======== MATERIAL PROVIDED ========

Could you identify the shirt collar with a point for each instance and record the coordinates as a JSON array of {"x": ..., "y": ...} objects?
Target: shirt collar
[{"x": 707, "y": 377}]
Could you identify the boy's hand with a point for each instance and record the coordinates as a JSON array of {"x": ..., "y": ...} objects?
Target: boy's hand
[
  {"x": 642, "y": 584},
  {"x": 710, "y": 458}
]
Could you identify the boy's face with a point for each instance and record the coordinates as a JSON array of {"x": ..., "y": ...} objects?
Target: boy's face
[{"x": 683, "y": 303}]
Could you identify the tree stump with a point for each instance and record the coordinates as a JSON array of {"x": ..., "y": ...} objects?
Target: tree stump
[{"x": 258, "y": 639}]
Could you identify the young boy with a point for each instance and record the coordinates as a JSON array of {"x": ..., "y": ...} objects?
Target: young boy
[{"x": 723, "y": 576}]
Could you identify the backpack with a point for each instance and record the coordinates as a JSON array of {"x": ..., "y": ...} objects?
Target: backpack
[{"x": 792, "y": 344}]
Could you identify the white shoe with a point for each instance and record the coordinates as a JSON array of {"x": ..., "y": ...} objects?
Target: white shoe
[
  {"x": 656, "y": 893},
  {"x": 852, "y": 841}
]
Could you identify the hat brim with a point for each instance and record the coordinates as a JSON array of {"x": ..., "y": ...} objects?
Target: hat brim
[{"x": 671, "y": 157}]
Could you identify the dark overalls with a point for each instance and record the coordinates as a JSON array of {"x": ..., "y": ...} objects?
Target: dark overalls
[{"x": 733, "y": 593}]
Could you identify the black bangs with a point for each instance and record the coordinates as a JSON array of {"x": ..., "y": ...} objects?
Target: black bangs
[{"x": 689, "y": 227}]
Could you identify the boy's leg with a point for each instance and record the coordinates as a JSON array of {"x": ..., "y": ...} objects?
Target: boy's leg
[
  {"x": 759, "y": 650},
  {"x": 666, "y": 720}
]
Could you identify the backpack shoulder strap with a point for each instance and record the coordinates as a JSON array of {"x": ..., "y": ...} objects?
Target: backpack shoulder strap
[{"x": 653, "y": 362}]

========

■ **SET TASK**
Reproduce the lines from the one containing "Could you identify the boy's leg" through the end of the records, inclusive, with the requests included. Multiply every x and y coordinate in the answers by 1.65, rounding to whole numbers with halves going up.

■ **REPLY TO THE EXERCISE**
Could you identify the boy's leg with a point for each instance and record the coordinates as a JSON array of {"x": ..., "y": ...} objects?
Target: boy's leg
[
  {"x": 1252, "y": 1073},
  {"x": 1099, "y": 1188}
]
Could you identify the backpack shoulder strap with a point for each instance and record the coordinates as a JSON array of {"x": ..., "y": ...} objects?
Target: backpack shoulder strap
[{"x": 1077, "y": 597}]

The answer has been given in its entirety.